_Exercise aim:_ How do the lines below between the ones holding "find wooden table" and "find yellow ceramic coaster", inclusive, read? Give them again exactly, with no other lines.

(Data extracted from a collection)
========================================================================

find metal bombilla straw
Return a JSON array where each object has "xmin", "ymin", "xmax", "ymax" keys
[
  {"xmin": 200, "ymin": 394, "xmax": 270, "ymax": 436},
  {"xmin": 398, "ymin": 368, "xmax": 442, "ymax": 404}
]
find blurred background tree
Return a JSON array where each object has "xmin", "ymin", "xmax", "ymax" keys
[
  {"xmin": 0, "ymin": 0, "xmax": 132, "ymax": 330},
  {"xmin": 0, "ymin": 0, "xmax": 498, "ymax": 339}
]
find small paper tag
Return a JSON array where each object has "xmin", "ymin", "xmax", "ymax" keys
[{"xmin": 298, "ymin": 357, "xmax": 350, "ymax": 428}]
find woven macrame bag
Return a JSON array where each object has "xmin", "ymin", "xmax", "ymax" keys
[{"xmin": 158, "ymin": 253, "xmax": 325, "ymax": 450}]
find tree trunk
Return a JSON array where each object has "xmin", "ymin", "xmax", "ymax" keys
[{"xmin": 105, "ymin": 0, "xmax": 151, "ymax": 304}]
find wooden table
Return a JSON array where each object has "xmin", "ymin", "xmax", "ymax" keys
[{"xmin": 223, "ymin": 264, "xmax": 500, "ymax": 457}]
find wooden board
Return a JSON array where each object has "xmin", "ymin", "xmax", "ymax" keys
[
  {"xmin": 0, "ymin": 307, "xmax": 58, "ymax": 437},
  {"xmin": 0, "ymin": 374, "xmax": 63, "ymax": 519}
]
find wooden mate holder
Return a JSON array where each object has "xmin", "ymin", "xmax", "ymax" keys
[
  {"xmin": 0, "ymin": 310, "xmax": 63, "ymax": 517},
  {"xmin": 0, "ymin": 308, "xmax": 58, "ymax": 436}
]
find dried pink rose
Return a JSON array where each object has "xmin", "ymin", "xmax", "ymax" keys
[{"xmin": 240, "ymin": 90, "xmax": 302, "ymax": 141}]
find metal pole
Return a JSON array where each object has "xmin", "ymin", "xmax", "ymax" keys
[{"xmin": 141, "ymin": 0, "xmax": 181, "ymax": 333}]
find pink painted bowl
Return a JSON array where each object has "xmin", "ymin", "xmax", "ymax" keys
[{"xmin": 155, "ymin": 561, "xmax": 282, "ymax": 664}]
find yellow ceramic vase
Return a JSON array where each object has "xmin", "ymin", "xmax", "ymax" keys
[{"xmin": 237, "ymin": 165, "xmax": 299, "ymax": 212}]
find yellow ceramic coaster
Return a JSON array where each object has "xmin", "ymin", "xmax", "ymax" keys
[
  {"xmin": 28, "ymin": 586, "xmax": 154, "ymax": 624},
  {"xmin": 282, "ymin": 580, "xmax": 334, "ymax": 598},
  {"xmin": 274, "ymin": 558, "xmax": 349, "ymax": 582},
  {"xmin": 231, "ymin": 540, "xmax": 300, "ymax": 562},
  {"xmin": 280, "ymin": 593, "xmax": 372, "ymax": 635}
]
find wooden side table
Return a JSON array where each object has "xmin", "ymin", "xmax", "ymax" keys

========================================================================

_Written solution:_
find wooden table
Return a JSON array where each object has "xmin", "ymin", "xmax", "ymax" keys
[{"xmin": 223, "ymin": 264, "xmax": 500, "ymax": 457}]
find wooden board
Return a JSON array where each object has "xmin", "ymin", "xmax", "ymax" keys
[
  {"xmin": 0, "ymin": 307, "xmax": 58, "ymax": 437},
  {"xmin": 0, "ymin": 374, "xmax": 63, "ymax": 519}
]
find wooden mate holder
Return a JSON array where each object has "xmin", "ymin", "xmax", "ymax" keys
[
  {"xmin": 0, "ymin": 310, "xmax": 63, "ymax": 517},
  {"xmin": 0, "ymin": 308, "xmax": 58, "ymax": 436}
]
find dried pink rose
Return a JSON array where each object has "xmin", "ymin", "xmax", "ymax" keys
[{"xmin": 240, "ymin": 90, "xmax": 302, "ymax": 141}]
find metal pole
Return a JSON array where each object has "xmin", "ymin", "xmax", "ymax" keys
[{"xmin": 141, "ymin": 0, "xmax": 181, "ymax": 333}]
find pink painted bowl
Return a JSON array where each object has "xmin", "ymin", "xmax", "ymax" keys
[{"xmin": 155, "ymin": 561, "xmax": 282, "ymax": 664}]
find yellow ceramic vase
Return a JSON array where each object has "xmin", "ymin", "xmax", "ymax" keys
[{"xmin": 237, "ymin": 165, "xmax": 299, "ymax": 212}]
find yellow ceramic coaster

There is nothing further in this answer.